§ **Problem details**
Word for word, restate every record.

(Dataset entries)
#####
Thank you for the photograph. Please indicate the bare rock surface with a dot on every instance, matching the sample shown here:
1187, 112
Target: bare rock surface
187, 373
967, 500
#####
§ **Answer to this exercise**
Thank you for the photograph. Please indicate the bare rock surface with a dot on every instance, matching the sample shown here:
1187, 112
Target: bare rock surface
187, 373
967, 500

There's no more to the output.